PASSAGE Start Marker

Title

The effect of isokinetic dynamometer deceleration phase on maximum ankle joint range of motion and plantar flexor mechanical properties tested at different angular velocities

Document Type

Journal Article

Publication Title

Journal of Biomechanics

ISSN

1873-2380

Volume

92

First Page

169

Last Page

174

PubMed ID

31171370

Publisher

Elsevier Ltd

School

Centre for Exercise and Sports Science Research / School of Medical and Health Sciences

Comments

Originally published as: Pinto, M. D., Wilson, C., Kay, A. D., Cochrane, J., & Blazevich, A. J. (2019). The effect of isokinetic dynamometer deceleration phase on maximum ankle joint range of motion and plantar flexor mechanical properties tested at different angular velocities. Journal of Biomechanics, 92, 169–174. Original publication available here

Abstract

During range of motion (max-ROM) tests performed on an isokinetic dynamometer, the mechanical delay between the button press (by the participant to signal their max-ROM) and the stopping of joint rotation resulting from system inertia induces errors in both max-ROM and maximum passive joint moment. The present study aimed to quantify these errors by comparing data when max-ROM was obtained from the joint position data, as usual (max-ROMPOS), to data where max-ROM was defined as the first point of dynamometer arm deceleration (max-ROMACC). Fifteen participants performed isokinetic ankle joint max-ROM tests at 5, 30 and 60° s−1. Max-ROM, peak passive joint moment, end-range musculo-articular (MAC) stiffness and area under the joint moment-position curve were calculated. Greater max-ROM was observed in max-ROMPOS than max-ROMACC (P < 0.01) at 5 (0.2 ± 0.15%), 30 (1.8 ± 1.0%) and 60° s−1 (5.9 ± 2.3%), with the greatest error at the fastest velocity. Peak passive moment was greater and end-range MAC stiffness lower in max-ROMPOS than in max-ROMACC only at 60° s−1 (P < 0.01), whilst greater elastic energy storage was found at all velocities. Max-ROM and peak passive moment are affected by the delay between button press and eventual stopping of joint rotation in an angular velocity-dependent manner. This affects other variables calculated from the data. When high data accuracy is required, especially at fast joint rotation velocities (≥30° s−1), max-ROM (and associated measures calculated from joint moment data) should be taken at the point of first change in acceleration rather than at the dynamometer’s ultimate joint position.

PASSAGE End Marker
LISTED ENTRIES Start Marker

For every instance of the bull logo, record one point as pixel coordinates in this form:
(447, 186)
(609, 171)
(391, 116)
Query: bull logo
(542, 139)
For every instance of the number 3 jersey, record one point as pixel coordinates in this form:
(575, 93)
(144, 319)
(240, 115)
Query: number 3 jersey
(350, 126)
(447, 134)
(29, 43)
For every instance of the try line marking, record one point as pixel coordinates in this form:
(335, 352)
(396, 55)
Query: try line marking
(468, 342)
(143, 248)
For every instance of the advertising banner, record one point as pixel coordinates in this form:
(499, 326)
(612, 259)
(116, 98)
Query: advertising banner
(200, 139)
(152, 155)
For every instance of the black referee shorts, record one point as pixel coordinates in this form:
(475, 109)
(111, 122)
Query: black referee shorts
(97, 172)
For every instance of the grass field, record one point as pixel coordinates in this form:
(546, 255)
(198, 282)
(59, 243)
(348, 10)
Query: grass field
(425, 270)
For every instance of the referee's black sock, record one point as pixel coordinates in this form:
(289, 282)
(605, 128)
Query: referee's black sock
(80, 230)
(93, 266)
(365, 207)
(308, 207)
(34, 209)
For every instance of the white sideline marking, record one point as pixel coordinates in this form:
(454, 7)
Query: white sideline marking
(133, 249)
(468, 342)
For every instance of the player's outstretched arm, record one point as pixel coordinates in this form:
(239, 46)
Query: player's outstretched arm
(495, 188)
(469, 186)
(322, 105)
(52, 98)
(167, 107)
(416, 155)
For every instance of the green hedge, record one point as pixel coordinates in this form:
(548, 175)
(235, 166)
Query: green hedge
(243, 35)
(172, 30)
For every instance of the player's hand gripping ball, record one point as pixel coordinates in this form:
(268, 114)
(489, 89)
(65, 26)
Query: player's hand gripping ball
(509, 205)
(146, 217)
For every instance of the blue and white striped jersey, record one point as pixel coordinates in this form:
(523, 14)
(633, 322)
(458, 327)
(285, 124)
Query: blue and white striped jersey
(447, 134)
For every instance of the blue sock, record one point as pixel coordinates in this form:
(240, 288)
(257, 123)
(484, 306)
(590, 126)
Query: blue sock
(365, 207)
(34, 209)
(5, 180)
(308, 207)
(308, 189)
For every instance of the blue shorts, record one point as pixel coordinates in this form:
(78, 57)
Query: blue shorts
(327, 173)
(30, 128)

LISTED ENTRIES End Marker
LISTED ENTRIES Start Marker

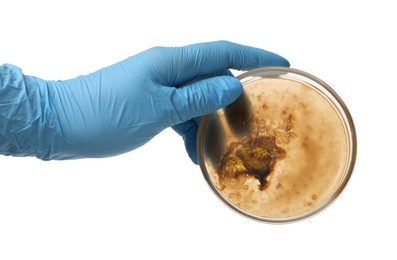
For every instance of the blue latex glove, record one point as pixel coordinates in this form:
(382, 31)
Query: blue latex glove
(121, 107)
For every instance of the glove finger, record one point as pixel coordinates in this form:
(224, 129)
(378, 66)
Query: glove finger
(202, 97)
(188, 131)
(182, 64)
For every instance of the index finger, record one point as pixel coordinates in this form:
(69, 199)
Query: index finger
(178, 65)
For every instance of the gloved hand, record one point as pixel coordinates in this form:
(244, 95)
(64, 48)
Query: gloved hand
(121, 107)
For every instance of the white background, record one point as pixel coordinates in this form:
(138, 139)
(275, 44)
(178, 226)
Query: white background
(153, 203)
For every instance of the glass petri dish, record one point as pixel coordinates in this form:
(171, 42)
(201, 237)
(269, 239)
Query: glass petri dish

LISTED ENTRIES End Marker
LISTED ENTRIES Start Marker

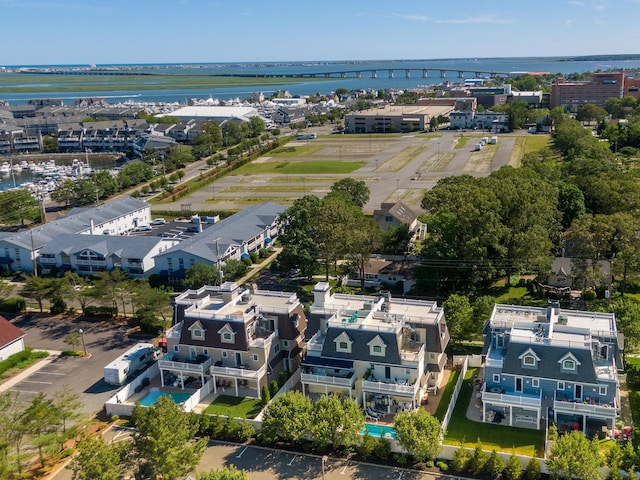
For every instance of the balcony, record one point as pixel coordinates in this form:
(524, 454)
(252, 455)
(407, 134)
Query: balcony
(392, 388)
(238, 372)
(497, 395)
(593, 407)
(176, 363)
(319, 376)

LISTED ENTRIES End Marker

EXERCISE BRIEF:
Answer these questions from the article listing:
1. Which journal published the study?
2. How many participants performed the ankle joint max-ROM tests?
3. At which angular velocity was the max-ROM error greatest?
The records have nothing to do with this.

RESPONSE TO THIS EXERCISE:
1. Journal of Biomechanics
2. Fifteen
3. 60° s−1